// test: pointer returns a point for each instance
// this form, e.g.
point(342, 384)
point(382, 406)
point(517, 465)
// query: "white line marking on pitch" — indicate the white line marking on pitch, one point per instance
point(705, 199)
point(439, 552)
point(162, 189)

———

*WHAT THE TASK REQUIRES*. Repeat the listing in full, keeping every line exactly as it is.

*TASK OUTPUT*.
// test: pointer returns a point for each instance
// this form, e.g.
point(342, 384)
point(382, 406)
point(517, 465)
// query: "white line marking on pitch" — indicate the white line marking on pitch, one point per instance
point(705, 199)
point(439, 552)
point(162, 189)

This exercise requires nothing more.